▼

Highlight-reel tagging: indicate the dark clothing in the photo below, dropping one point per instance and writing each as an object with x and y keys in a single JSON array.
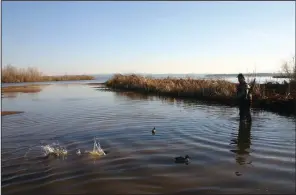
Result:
[{"x": 244, "y": 101}]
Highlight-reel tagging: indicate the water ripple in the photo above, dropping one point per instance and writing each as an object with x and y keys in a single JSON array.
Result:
[{"x": 225, "y": 156}]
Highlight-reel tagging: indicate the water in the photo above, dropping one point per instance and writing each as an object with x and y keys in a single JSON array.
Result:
[
  {"x": 101, "y": 78},
  {"x": 225, "y": 157}
]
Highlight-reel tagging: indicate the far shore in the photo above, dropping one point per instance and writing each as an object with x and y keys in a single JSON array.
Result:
[
  {"x": 274, "y": 97},
  {"x": 22, "y": 89}
]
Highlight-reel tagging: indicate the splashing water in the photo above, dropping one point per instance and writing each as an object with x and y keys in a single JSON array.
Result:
[{"x": 97, "y": 150}]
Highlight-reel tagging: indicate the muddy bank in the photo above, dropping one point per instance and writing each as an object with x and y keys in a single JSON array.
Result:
[{"x": 216, "y": 91}]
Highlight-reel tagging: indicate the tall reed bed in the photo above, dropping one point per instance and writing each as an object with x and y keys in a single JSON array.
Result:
[{"x": 189, "y": 86}]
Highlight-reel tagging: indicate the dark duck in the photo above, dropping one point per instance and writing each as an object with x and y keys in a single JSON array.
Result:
[{"x": 182, "y": 159}]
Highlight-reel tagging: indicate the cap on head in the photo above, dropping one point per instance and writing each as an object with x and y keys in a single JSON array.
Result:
[{"x": 240, "y": 75}]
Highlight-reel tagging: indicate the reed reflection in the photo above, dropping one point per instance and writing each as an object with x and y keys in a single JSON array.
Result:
[{"x": 243, "y": 143}]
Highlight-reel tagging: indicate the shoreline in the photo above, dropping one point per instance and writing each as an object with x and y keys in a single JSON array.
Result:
[
  {"x": 158, "y": 87},
  {"x": 5, "y": 113}
]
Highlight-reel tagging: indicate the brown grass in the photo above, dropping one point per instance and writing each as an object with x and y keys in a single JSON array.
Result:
[
  {"x": 212, "y": 90},
  {"x": 180, "y": 86},
  {"x": 4, "y": 113},
  {"x": 11, "y": 74}
]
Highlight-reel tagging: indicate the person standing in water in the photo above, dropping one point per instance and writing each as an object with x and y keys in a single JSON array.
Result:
[{"x": 244, "y": 99}]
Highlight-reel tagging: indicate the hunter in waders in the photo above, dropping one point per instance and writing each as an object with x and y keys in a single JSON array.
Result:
[{"x": 244, "y": 99}]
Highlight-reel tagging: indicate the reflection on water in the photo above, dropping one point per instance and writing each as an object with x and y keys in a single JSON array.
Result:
[
  {"x": 263, "y": 154},
  {"x": 243, "y": 143}
]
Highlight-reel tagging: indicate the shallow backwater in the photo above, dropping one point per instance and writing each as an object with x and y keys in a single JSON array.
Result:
[{"x": 225, "y": 157}]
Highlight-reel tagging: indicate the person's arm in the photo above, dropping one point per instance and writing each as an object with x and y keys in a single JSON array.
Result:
[{"x": 243, "y": 92}]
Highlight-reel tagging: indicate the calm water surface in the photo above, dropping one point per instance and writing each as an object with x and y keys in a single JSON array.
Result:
[{"x": 226, "y": 157}]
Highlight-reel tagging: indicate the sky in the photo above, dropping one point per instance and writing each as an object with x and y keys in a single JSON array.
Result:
[{"x": 148, "y": 37}]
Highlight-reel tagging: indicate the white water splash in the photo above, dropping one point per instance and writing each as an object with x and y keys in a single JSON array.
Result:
[{"x": 97, "y": 150}]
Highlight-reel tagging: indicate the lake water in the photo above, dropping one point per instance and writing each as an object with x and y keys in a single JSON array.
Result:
[
  {"x": 226, "y": 157},
  {"x": 104, "y": 77}
]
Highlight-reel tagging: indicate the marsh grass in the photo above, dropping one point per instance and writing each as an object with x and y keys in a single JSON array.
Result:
[
  {"x": 189, "y": 86},
  {"x": 23, "y": 89},
  {"x": 218, "y": 90},
  {"x": 4, "y": 113},
  {"x": 11, "y": 74}
]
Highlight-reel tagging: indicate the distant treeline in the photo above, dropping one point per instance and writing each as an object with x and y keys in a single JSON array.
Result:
[{"x": 11, "y": 74}]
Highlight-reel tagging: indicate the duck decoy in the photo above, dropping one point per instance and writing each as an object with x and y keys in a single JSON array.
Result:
[
  {"x": 153, "y": 131},
  {"x": 182, "y": 159}
]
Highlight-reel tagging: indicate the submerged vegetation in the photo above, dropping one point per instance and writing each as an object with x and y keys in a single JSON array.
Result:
[
  {"x": 11, "y": 74},
  {"x": 276, "y": 97}
]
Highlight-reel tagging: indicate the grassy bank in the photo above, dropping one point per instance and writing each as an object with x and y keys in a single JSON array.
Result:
[
  {"x": 4, "y": 113},
  {"x": 11, "y": 74},
  {"x": 219, "y": 91}
]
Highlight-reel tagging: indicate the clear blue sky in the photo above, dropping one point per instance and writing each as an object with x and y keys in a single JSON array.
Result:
[{"x": 148, "y": 37}]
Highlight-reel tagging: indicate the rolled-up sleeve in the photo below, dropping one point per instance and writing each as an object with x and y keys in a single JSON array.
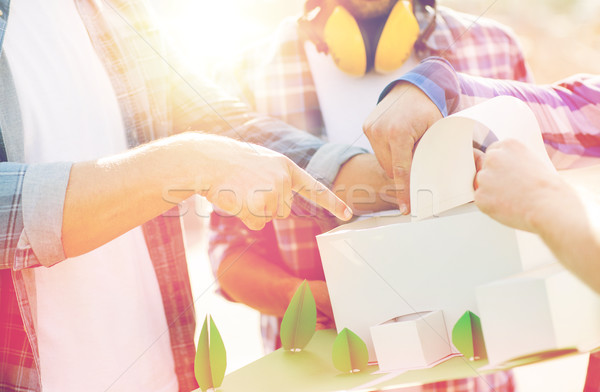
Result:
[{"x": 31, "y": 208}]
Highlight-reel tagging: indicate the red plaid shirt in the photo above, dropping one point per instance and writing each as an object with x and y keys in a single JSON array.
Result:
[
  {"x": 155, "y": 101},
  {"x": 274, "y": 77}
]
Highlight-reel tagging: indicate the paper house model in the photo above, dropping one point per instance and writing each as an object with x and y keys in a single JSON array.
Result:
[
  {"x": 389, "y": 266},
  {"x": 537, "y": 311},
  {"x": 411, "y": 341}
]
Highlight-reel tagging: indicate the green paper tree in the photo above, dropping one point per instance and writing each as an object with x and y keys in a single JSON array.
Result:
[
  {"x": 349, "y": 353},
  {"x": 467, "y": 336},
  {"x": 211, "y": 358},
  {"x": 300, "y": 320}
]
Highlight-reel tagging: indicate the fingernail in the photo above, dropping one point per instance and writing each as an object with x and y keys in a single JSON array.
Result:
[{"x": 348, "y": 213}]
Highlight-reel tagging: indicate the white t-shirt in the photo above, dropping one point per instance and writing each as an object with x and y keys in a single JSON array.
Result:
[
  {"x": 346, "y": 101},
  {"x": 101, "y": 323}
]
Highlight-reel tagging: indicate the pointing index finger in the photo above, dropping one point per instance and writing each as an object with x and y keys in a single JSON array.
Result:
[{"x": 308, "y": 187}]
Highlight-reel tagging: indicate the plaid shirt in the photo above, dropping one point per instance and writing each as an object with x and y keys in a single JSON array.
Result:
[
  {"x": 155, "y": 101},
  {"x": 568, "y": 111},
  {"x": 274, "y": 78}
]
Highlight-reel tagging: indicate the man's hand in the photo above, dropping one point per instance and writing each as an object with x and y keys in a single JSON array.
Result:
[
  {"x": 393, "y": 128},
  {"x": 516, "y": 188},
  {"x": 257, "y": 184}
]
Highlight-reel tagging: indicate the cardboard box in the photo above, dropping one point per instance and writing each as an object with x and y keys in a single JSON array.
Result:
[
  {"x": 411, "y": 341},
  {"x": 538, "y": 311}
]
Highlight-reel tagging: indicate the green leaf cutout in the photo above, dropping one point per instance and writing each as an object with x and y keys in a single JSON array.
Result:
[
  {"x": 467, "y": 336},
  {"x": 300, "y": 319},
  {"x": 211, "y": 358},
  {"x": 350, "y": 353}
]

▲

TASK: Convert all of the material above into a numbered list with one line per item, skipping any blank lines and leaving out the pictures.

WORKED SOLUTION:
1. Highlight-reel tagging: indicate the dark clothing in the photo below, dropping one point per instance and writing each as an object with x and y keys in a single JSON array.
2. Result:
3. [{"x": 244, "y": 101}]
4. Highlight-reel tagging: indicate the water ripple in the photo above, dropping one point per instance and writing each as an object with x and y keys in a single JSON array.
5. Result:
6. [{"x": 225, "y": 156}]
7. Highlight-reel tagging: indicate the water in the photo above, dropping one point per instance and writing each as an object with x and y keys in a single JSON array.
8. Result:
9. [
10.   {"x": 101, "y": 78},
11.   {"x": 225, "y": 157}
12. ]
13. Highlight-reel tagging: indicate the far shore in the photo above, dropping one point per instance and writing each as an object with x and y keys in a single JSON array.
14. Result:
15. [
16.   {"x": 274, "y": 97},
17.   {"x": 22, "y": 89}
18. ]
19. Highlight-reel tagging: indicate the splashing water in the photo above, dropping one point per instance and writing each as an object with x and y keys in a single JSON array.
20. Result:
21. [{"x": 97, "y": 150}]
22. Highlight-reel tagging: indicate the muddy bank in the photo above, dropping one point per instance and writing each as an object with x and y keys in a single JSON array.
23. Result:
24. [{"x": 216, "y": 91}]
25. Highlight-reel tagging: indicate the tall reed bed in the photo above, dropping one point per instance and writing each as an object with x and y keys in a single JSON array.
26. Result:
27. [{"x": 189, "y": 86}]
28. Highlight-reel tagging: indicate the dark duck in the photo above, dropping one point per instance and writing each as an object with x and y keys in a single JSON array.
29. Result:
30. [{"x": 182, "y": 159}]
31. Highlight-reel tagging: indicate the cap on head in the photo above, dropping one point per instance and writing each as an object with x and y keys in a single JSON array.
32. Result:
33. [{"x": 240, "y": 75}]
34. Highlight-reel tagging: indicate the reed reflection in the photo above, dropping one point per instance and writing each as an object with x and y keys in a single JSON array.
35. Result:
36. [{"x": 243, "y": 143}]
37. Highlight-reel tagging: indicate the shoreline in the photo above, dropping one point per instance and writing each as an object with x and y keys in a single JSON array.
38. Result:
39. [
40.   {"x": 158, "y": 87},
41.   {"x": 5, "y": 113}
42. ]
43. Highlight-reel tagging: indicate the brown grass in the photo above, dropping one point per instance and writing each as an object with x and y keys in a single JSON array.
44. Result:
45. [
46.   {"x": 212, "y": 90},
47.   {"x": 180, "y": 86},
48.   {"x": 4, "y": 113},
49.   {"x": 11, "y": 74}
50. ]
51. Highlight-reel tagging: indicate the person standing in water in the photo above, dropping one point per instance and writing each as an object with x and y keys in a single JSON array.
52. Result:
53. [{"x": 244, "y": 99}]
54. Highlight-reel tagging: indicate the hunter in waders in the photo above, dropping one point per instance and writing each as an object with x and y keys in a single JSON array.
55. Result:
56. [{"x": 244, "y": 99}]
57. Highlight-reel tagging: indicate the reflection on water in the photo above, dropping one point per instance and writing each as an object with x and y keys in a single JSON array.
58. Result:
59. [
60.   {"x": 263, "y": 154},
61.   {"x": 243, "y": 143}
62. ]
63. Highlight-reel tagging: indicate the shallow backwater in the photo above, dropping one point per instance and writing each as an object with x and y keys in a single JSON array.
64. Result:
65. [{"x": 225, "y": 157}]
66. Highlight-reel tagging: indicate the person's arm in the photo above, dropping one point per instance and writing each as an object with x and y keys in a single JSON array.
67. Result:
68. [{"x": 243, "y": 92}]
69. Highlight-reel tagging: indicate the calm water surface in the photo above, dropping one point per instance and writing each as an object with x and y keys in a single JSON array.
70. Result:
71. [{"x": 226, "y": 157}]
72. Highlight-reel tagging: indicate the sky in the photo above, dropping one point per instance and writing each as an object with x and y keys in a single JSON array.
73. Result:
74. [{"x": 148, "y": 37}]
75. Highlight-reel tagging: indicate the white water splash in the photo above, dropping one point per instance and writing each as an object with x and y keys in a single JSON array.
76. Result:
77. [{"x": 97, "y": 150}]
78. Highlight-reel tagging: indicate the lake water in the photo above, dropping one point per instance and writing each as an object with x and y keys in a single JSON array.
79. Result:
80. [
81.   {"x": 226, "y": 157},
82.   {"x": 104, "y": 77}
83. ]
84. Highlight-reel tagging: indicate the marsh grass in the photo above, dropping one point per instance and writing each as an object with x and y keys in a single JSON array.
85. Result:
86. [
87.   {"x": 189, "y": 86},
88.   {"x": 23, "y": 89},
89.   {"x": 218, "y": 90},
90.   {"x": 4, "y": 113},
91.   {"x": 11, "y": 74}
92. ]
93. Highlight-reel tagging: indicate the distant treeline in the photo above, dropping one point per instance and writing each as an object with x and y keys in a single JSON array.
94. Result:
95. [{"x": 11, "y": 74}]
96. Highlight-reel tagging: indicate the duck decoy in the photo above, dropping one point per instance and writing each as an object with x and y keys in a single JSON array.
97. Result:
98. [
99.   {"x": 153, "y": 131},
100.   {"x": 182, "y": 159}
101. ]
102. Highlight-reel tagging: indicate the submerged vegetation in the photo above, dropping one point per instance and writing each as an object with x and y keys in a single JSON array.
103. Result:
104. [
105.   {"x": 11, "y": 74},
106.   {"x": 276, "y": 97}
107. ]
108. Highlight-reel tagging: indicate the grassy bank in the photo above, dropping one point per instance and writing each as an object with x and y keys in a single JSON array.
109. Result:
110. [
111.   {"x": 4, "y": 113},
112.   {"x": 11, "y": 74},
113.   {"x": 219, "y": 91}
114. ]
115. Highlight-reel tagging: indicate the clear blue sky in the photo above, dropping one point per instance and writing each as an object with x and y keys in a single JSON array.
116. Result:
117. [{"x": 148, "y": 37}]
118. Highlight-reel tagging: indicate the rolled-up sleeve in the photo below, dropping one point per instance and writing each as an object with x and y keys in a single JSON array.
119. Result:
120. [{"x": 31, "y": 208}]
121. Highlight-reel tagging: indicate the red plaid shirt in the photo above, dropping one point per instance and writing each as an object with x and y keys in a single JSON array.
122. Result:
123. [
124.   {"x": 155, "y": 101},
125.   {"x": 274, "y": 77}
126. ]
127. Highlight-reel tagging: indicate the paper house model in the photo above, dropping one point per instance and writing each as an object with x and y keys in a single JSON array.
128. Result:
129. [
130.   {"x": 389, "y": 266},
131.   {"x": 537, "y": 311},
132.   {"x": 411, "y": 341}
133. ]
134. Highlight-reel tagging: indicate the green paper tree in the photo above, dropping one point per instance and writing each as an object with x and y keys in a single JSON array.
135. Result:
136. [
137.   {"x": 349, "y": 353},
138.   {"x": 467, "y": 336},
139.   {"x": 211, "y": 358},
140.   {"x": 300, "y": 320}
141. ]
142. Highlight-reel tagging: indicate the fingernail in the photo above, dropping one point per instance and writing each as an object with x and y keys in a single JSON array.
143. Result:
144. [{"x": 348, "y": 213}]
145. Highlight-reel tagging: indicate the white t-shirt in the photo above, dropping one point per instance and writing each as an object with x and y keys in a single JSON array.
146. Result:
147. [
148.   {"x": 346, "y": 101},
149.   {"x": 101, "y": 323}
150. ]
151. Highlight-reel tagging: indicate the pointing index finger in the photo above, dropping one point per instance and writing each as an object with x and y keys in a single JSON array.
152. Result:
153. [{"x": 308, "y": 187}]
154. Highlight-reel tagging: indicate the plaid shirt in the photo above, dropping one point per instance and writing each as an object with x and y keys in a single JSON array.
155. Result:
156. [
157.   {"x": 155, "y": 101},
158.   {"x": 568, "y": 111},
159.   {"x": 274, "y": 78}
160. ]
161. Highlight-reel tagging: indicate the man's hand in the photo above, dropping one point per instance and writing each as an object with x and y keys in a single JSON array.
162. Result:
163. [
164.   {"x": 393, "y": 128},
165.   {"x": 516, "y": 188},
166.   {"x": 257, "y": 184}
167. ]
168. Highlight-reel tagging: indicate the cardboard box in the photo above, dropping one point per instance and writing each as an object with x and y keys in a single JSON array.
169. Result:
170. [
171.   {"x": 411, "y": 341},
172.   {"x": 538, "y": 311}
173. ]
174. Highlight-reel tagging: indicate the green leaf cutout in the photo above, dropping one point per instance and writing each as an object with x and y keys in a single JSON array.
175. Result:
176. [
177.   {"x": 467, "y": 336},
178.   {"x": 300, "y": 319},
179.   {"x": 211, "y": 358},
180.   {"x": 350, "y": 353}
181. ]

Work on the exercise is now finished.